◆ Required task 1 ◆
Count the lines of the listing below that contain the string "door", and state only that number.

◆ Document extract ◆
— start —

Against Entomologies of Qualitative Coding

I was recently privileged to chair a session at ICQI 2017 entitled “The Archaeology of Coding”. It had a fantastic panel of speakers, including Charles Vanover, Paul Mihas, Kathy Charmaz and Johnny Saldaña all giving their own take on this topic

Against Entomologies of Qualitative Coding


I was recently privileged to chair a session at ICQI 2017 entitled “The Archaeology of Coding”. It had a fantastic panel of speakers, including Charles Vanover, Paul Mihas, Kathy Charmaz and Johnny Saldaña all giving their own take on this topic. I’m going to write about my own interpretation of qualitative coding archaeologies in the next blog post, but for now I wanted to cover an important common issue that all the presenters raised in their presentations: coding is never finished.


In my summary I described this as being like the river in the novel Siddhartha by Herman Hesse: ‘coding is never still’. It should constantly change and evolve, and recoil from attempts to label it as ‘done’ or ‘finished’. Heraclitus said the same thing, “You cannot step twice into the same rivers” for they constantly change and shift (as do we). When we come back to revisit our coding, and even during the process of coding, change is part of the process.

— end —

◆ Required task 2 ◆
Reproduce the passage on qualitative coding between "In my summary" and "of the process.", inclusive, changing "novel" to "book".

◆ Raw records ◆
— start —

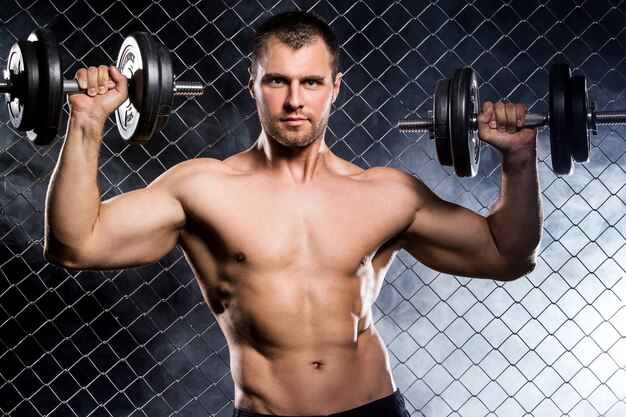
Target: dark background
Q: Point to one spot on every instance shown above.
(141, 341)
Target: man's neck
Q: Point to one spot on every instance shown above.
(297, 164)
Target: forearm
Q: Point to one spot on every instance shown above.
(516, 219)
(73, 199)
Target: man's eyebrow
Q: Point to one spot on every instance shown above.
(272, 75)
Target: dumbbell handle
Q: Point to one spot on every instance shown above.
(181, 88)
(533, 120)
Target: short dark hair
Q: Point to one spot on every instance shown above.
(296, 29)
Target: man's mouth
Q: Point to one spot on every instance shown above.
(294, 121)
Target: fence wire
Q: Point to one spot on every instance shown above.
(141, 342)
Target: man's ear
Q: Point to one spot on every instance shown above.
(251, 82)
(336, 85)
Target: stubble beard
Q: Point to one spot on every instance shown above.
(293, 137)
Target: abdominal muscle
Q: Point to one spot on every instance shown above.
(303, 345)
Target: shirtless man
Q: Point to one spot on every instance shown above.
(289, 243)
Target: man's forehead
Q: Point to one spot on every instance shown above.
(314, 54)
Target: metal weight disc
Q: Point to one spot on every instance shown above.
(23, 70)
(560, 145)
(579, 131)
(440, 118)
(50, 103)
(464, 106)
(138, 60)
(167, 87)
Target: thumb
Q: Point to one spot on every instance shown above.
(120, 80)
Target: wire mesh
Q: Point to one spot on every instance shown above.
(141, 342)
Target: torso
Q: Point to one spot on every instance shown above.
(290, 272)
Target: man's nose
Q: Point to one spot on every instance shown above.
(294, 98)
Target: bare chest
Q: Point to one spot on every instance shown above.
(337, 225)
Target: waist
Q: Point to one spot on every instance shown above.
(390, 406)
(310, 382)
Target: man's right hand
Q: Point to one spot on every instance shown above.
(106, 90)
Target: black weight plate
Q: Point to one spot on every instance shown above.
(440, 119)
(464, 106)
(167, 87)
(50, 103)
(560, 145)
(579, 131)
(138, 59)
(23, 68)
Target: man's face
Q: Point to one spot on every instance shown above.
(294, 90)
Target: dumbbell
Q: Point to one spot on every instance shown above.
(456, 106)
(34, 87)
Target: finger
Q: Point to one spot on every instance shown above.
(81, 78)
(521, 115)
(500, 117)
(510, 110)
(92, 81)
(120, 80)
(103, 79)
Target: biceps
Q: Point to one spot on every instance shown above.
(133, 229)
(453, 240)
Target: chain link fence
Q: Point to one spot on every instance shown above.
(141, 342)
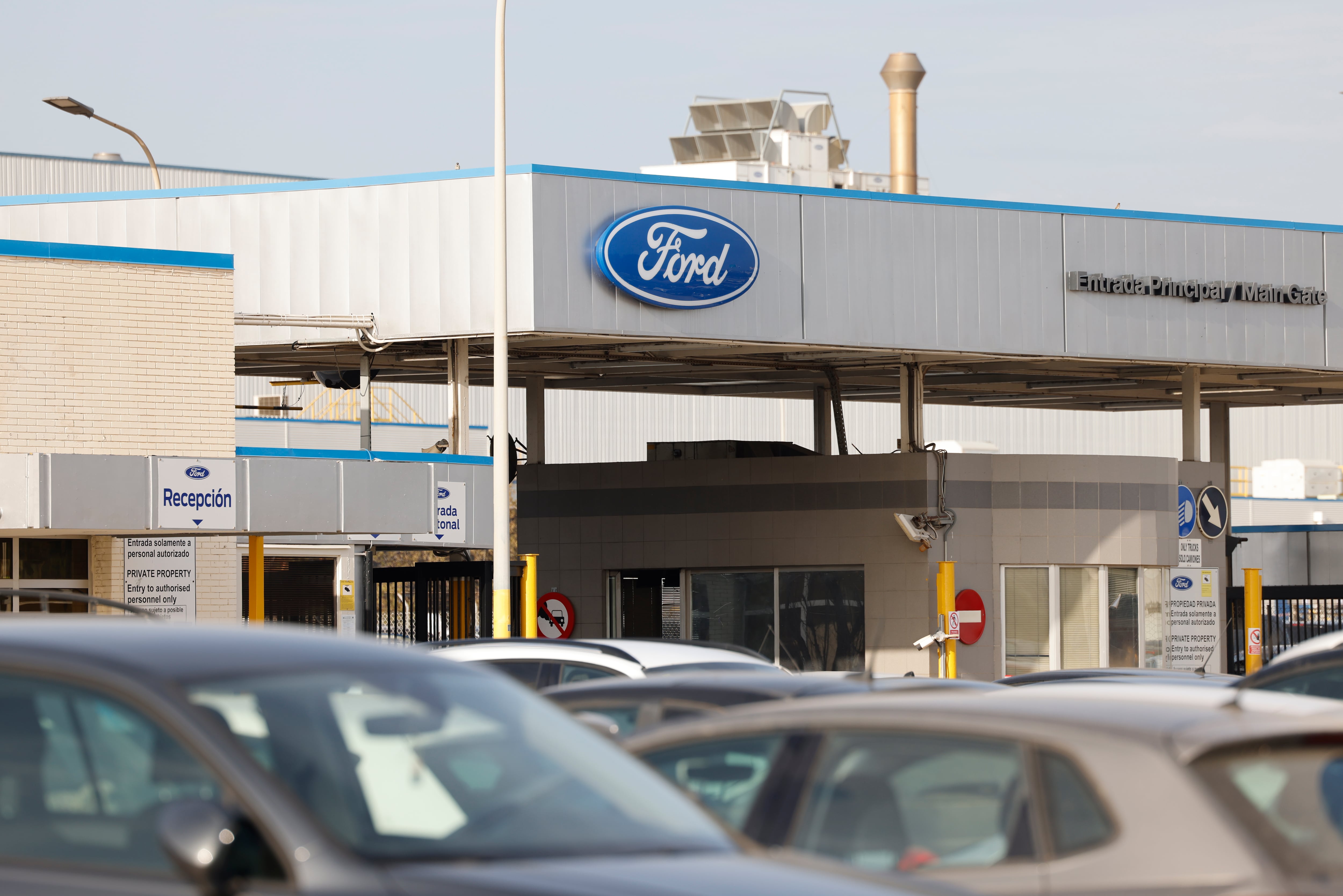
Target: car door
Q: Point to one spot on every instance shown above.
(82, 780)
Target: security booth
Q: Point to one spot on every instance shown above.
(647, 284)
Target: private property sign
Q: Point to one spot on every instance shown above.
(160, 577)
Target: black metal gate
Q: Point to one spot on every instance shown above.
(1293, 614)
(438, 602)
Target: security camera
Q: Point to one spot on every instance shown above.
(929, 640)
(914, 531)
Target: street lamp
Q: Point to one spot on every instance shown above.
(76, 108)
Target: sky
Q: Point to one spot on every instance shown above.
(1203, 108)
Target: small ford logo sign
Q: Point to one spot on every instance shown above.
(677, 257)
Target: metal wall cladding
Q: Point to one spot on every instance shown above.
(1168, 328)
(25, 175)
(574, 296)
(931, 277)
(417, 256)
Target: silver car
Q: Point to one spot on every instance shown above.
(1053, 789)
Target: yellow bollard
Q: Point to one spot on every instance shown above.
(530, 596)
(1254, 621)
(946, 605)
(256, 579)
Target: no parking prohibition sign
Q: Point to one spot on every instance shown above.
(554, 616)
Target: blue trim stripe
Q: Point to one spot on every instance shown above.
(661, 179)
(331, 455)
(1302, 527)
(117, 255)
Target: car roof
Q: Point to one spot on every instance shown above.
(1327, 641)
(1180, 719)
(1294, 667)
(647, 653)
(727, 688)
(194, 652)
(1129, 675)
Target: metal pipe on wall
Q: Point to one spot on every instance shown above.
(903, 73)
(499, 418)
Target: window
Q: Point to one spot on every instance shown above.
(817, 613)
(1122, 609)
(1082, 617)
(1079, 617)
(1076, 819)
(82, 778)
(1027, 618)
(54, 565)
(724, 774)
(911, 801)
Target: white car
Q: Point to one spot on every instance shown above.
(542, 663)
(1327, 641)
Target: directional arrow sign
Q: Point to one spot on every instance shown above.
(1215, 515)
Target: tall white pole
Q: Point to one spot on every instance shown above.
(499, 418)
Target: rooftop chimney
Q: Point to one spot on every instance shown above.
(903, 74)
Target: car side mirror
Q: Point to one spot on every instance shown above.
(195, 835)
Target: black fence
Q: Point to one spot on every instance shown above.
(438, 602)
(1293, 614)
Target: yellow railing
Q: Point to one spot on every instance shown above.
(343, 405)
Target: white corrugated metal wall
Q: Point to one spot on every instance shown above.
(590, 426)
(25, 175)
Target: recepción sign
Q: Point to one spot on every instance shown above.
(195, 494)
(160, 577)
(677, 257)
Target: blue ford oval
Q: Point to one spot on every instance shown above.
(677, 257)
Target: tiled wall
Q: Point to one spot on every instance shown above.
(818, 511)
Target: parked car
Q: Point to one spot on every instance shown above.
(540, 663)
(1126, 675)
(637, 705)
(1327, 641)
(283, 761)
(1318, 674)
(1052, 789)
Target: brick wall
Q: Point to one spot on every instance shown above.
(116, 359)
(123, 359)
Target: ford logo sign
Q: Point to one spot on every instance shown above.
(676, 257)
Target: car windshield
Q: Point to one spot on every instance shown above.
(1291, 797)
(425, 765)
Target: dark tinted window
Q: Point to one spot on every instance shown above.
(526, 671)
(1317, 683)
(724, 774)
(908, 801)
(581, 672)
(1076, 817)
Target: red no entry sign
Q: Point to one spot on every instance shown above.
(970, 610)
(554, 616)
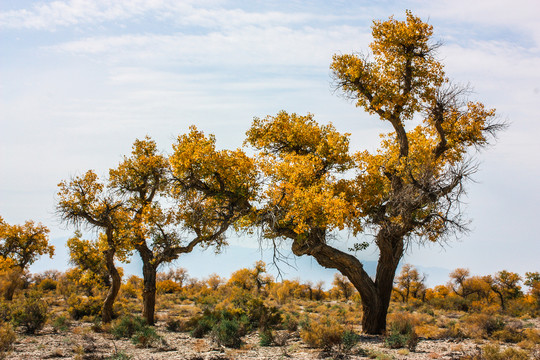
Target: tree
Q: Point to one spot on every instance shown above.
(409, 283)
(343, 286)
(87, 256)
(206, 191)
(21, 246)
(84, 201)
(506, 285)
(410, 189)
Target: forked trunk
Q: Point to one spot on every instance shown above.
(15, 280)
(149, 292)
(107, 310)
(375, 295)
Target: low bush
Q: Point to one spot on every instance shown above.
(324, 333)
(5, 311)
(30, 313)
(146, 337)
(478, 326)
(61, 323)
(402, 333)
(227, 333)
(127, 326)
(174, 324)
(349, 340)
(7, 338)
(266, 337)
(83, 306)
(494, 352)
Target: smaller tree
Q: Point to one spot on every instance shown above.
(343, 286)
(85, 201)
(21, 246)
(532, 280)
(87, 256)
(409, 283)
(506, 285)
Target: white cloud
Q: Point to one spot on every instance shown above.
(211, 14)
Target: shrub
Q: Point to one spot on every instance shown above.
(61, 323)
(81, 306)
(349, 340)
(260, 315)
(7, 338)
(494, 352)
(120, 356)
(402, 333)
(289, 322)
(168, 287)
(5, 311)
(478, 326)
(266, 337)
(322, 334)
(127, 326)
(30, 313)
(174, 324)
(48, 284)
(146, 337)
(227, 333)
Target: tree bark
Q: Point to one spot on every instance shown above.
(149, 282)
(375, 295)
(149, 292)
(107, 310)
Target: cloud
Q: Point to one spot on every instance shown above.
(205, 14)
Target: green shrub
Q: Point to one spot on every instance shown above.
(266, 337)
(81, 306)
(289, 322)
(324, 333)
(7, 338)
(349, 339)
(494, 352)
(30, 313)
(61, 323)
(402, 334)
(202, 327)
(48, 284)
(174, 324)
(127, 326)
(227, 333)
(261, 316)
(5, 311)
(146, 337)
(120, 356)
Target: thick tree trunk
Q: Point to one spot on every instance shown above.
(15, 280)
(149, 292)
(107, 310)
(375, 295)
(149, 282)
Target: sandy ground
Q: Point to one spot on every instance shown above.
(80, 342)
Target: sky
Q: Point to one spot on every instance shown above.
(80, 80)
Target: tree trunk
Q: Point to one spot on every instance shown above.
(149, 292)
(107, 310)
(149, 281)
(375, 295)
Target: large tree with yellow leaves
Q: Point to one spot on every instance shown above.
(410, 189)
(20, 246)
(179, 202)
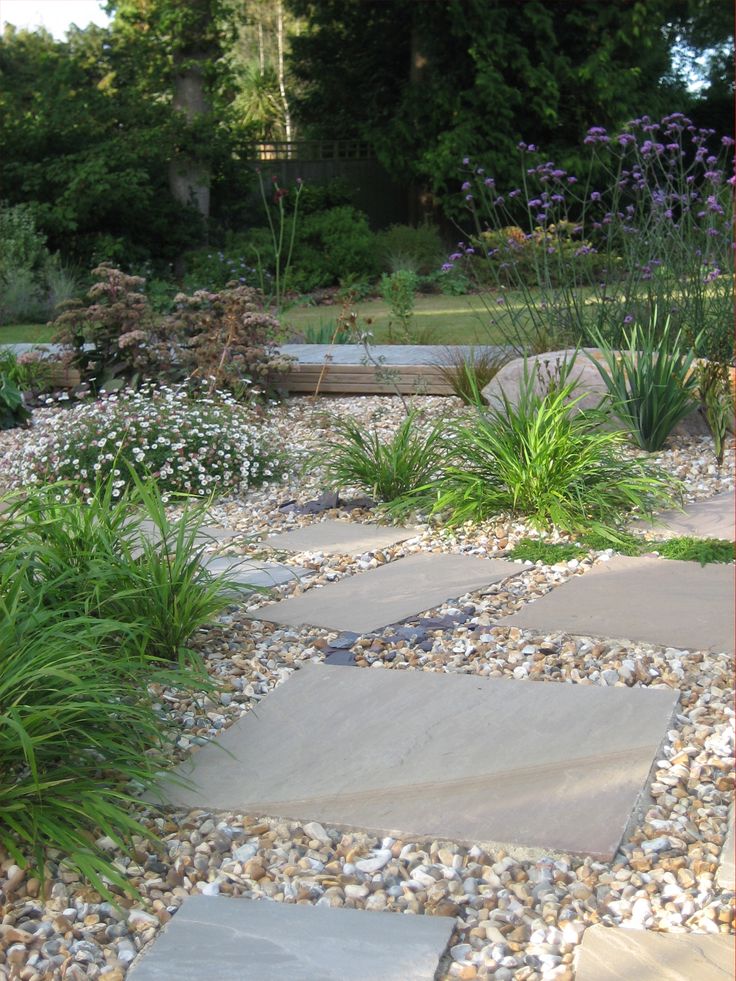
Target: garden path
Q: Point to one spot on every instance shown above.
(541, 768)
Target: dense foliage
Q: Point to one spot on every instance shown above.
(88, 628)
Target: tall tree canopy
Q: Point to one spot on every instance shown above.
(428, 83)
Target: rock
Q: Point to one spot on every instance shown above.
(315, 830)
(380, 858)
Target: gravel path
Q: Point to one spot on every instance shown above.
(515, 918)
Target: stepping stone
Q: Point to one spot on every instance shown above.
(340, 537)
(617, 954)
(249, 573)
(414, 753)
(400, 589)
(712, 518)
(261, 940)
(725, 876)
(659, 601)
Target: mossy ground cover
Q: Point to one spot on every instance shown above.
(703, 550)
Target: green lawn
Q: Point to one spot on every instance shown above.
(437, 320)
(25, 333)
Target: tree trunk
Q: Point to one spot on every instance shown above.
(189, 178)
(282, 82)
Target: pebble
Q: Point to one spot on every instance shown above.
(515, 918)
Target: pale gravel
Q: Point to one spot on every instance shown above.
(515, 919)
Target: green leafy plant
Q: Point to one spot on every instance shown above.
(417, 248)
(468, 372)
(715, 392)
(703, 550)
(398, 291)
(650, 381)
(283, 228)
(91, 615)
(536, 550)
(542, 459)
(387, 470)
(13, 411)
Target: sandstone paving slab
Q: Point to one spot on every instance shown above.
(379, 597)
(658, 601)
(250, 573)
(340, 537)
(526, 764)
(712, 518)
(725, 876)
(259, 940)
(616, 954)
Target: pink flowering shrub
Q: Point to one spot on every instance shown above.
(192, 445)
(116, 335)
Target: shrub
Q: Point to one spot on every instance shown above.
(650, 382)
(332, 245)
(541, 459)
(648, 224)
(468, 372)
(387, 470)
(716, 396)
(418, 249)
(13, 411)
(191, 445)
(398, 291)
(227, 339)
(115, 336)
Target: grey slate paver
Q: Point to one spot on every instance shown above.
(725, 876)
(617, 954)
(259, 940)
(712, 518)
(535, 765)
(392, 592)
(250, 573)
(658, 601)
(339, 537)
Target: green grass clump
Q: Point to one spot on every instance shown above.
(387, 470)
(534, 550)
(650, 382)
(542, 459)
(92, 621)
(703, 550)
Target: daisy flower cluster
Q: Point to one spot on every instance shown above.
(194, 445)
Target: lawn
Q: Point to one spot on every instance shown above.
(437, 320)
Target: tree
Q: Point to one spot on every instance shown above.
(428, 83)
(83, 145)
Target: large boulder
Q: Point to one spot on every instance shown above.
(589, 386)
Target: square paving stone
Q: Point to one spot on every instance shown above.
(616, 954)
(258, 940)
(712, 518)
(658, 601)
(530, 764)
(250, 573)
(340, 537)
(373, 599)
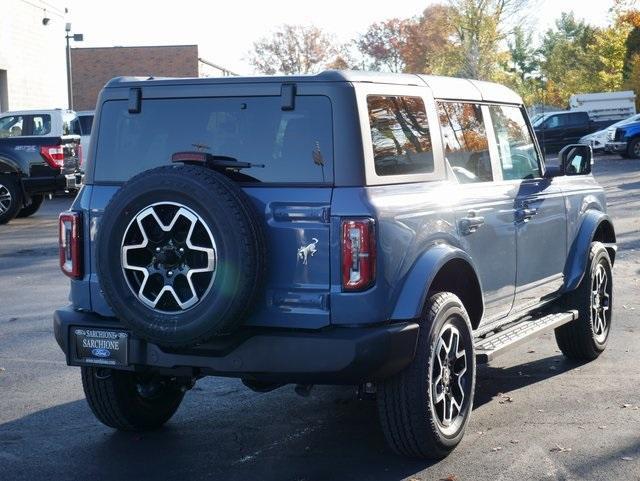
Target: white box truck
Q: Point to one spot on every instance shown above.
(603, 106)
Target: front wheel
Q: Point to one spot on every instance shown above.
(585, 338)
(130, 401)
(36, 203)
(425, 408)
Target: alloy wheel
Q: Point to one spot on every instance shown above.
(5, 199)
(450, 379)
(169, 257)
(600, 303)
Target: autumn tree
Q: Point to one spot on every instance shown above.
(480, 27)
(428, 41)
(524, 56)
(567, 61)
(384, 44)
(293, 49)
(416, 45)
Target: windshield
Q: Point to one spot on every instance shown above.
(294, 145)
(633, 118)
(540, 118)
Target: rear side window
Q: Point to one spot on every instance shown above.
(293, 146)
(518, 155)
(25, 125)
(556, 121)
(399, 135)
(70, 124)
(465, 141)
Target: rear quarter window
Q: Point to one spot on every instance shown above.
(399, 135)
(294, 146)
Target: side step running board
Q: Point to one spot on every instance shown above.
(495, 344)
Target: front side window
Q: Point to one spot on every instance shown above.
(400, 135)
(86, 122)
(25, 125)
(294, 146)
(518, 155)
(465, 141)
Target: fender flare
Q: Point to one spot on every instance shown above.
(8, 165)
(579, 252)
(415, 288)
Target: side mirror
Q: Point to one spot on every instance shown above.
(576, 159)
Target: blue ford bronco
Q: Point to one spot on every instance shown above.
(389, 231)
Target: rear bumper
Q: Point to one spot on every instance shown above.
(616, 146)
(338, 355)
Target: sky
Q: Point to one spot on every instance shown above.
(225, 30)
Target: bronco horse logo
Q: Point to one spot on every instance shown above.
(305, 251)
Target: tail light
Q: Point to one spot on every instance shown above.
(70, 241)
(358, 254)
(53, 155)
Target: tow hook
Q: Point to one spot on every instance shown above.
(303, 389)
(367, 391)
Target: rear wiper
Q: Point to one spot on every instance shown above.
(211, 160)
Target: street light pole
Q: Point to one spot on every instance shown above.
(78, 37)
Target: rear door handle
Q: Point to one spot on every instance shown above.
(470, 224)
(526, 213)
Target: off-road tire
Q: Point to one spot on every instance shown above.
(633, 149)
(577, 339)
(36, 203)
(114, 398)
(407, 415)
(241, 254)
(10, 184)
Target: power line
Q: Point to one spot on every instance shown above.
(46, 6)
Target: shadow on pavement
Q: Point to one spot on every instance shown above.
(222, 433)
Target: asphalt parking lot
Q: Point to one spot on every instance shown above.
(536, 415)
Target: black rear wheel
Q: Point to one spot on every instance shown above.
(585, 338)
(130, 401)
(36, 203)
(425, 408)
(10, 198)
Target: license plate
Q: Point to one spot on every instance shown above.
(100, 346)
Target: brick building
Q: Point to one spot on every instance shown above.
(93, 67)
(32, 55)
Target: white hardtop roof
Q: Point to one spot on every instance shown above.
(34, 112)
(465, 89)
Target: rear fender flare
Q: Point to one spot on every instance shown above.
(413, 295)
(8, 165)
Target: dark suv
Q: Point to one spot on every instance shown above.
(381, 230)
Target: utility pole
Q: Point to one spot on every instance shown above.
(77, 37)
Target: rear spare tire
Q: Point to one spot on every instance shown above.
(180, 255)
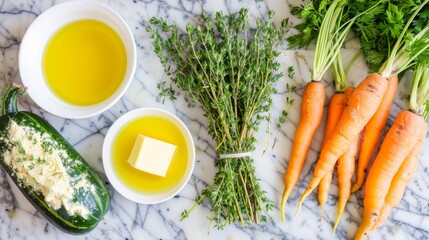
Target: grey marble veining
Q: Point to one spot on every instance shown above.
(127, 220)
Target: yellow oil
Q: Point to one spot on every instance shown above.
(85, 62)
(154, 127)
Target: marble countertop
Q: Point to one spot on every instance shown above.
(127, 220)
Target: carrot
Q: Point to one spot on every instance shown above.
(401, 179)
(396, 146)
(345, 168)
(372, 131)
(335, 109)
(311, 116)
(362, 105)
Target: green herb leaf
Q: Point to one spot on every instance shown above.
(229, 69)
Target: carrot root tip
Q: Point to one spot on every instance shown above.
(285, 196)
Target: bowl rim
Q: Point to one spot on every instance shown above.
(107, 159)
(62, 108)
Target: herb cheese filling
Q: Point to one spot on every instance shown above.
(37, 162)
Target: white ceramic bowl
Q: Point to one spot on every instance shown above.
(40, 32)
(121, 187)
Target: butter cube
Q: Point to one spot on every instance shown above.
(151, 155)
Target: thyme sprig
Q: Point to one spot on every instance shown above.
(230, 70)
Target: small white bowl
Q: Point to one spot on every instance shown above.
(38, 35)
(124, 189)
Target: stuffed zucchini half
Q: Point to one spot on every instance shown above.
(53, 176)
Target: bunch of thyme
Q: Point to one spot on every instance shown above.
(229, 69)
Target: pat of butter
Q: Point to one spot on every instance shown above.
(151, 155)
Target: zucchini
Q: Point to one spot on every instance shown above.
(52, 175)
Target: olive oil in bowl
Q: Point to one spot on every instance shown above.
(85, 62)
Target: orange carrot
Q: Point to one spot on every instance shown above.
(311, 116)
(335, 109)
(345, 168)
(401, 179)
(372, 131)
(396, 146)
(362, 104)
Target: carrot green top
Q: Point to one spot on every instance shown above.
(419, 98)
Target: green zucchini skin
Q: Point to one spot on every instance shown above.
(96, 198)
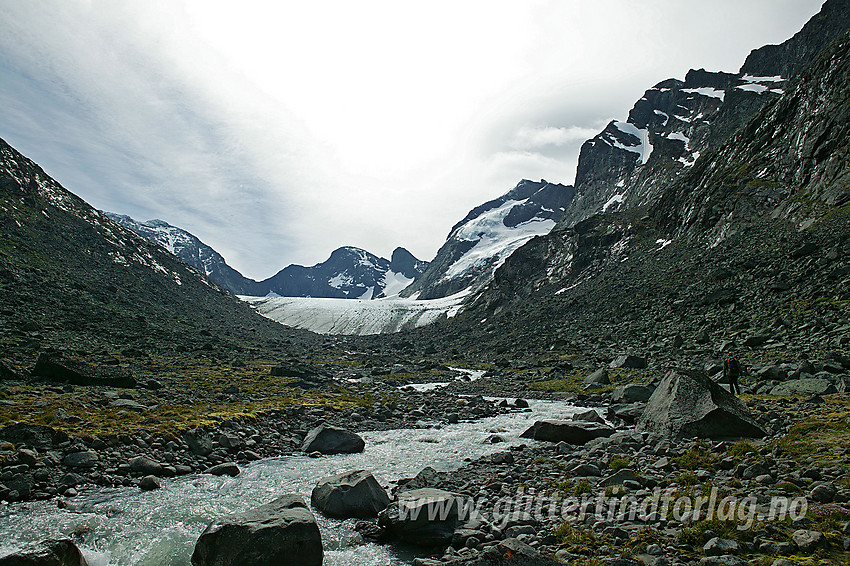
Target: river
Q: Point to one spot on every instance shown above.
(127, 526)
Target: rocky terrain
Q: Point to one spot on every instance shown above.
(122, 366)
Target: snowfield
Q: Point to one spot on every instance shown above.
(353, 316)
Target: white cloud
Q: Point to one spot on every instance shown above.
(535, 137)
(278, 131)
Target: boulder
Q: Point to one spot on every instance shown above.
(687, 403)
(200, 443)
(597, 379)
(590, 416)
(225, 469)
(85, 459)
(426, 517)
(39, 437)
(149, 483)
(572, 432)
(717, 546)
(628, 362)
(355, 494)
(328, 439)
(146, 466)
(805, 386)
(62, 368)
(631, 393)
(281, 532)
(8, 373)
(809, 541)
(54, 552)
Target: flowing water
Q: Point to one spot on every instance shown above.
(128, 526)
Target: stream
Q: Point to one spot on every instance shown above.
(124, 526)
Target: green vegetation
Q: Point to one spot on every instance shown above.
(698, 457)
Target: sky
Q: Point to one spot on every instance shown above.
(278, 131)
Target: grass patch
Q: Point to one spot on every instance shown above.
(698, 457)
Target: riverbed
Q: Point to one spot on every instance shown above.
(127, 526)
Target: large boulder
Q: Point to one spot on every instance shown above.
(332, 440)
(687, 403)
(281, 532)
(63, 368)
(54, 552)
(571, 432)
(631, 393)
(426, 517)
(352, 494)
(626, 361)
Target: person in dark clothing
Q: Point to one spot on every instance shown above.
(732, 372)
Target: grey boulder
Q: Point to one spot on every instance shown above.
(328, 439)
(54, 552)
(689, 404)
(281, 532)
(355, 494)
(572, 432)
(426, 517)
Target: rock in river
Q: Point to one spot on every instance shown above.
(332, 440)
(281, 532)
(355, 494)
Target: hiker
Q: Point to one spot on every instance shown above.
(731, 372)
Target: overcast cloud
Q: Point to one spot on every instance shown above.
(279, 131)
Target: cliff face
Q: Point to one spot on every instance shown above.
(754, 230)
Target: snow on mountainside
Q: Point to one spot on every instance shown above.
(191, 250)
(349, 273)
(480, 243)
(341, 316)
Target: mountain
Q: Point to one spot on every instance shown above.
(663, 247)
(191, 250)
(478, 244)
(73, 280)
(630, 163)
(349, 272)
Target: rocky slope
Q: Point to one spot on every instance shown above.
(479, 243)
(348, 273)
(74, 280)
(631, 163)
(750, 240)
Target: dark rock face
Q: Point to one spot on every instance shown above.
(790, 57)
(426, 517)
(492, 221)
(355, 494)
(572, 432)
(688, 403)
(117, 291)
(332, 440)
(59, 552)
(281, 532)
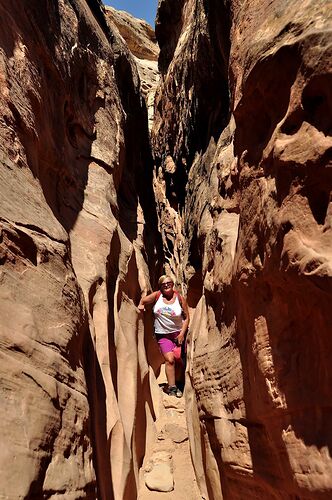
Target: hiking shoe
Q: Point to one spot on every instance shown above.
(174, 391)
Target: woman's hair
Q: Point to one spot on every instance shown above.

— end —

◆ Expected output 1 ◆
2

◆ Expected output 2 ◆
In my summary I described this as being like the river in the book Siddhartha by Herman Hesse: ‘coding is never still’. It should constantly change and evolve, and recoil from attempts to label it as ‘done’ or ‘finished’. Heraclitus said the same thing, “You cannot step twice into the same rivers” for they constantly change and shift (as do we). When we come back to revisit our coding, and even during the process of coding, change is part of the process.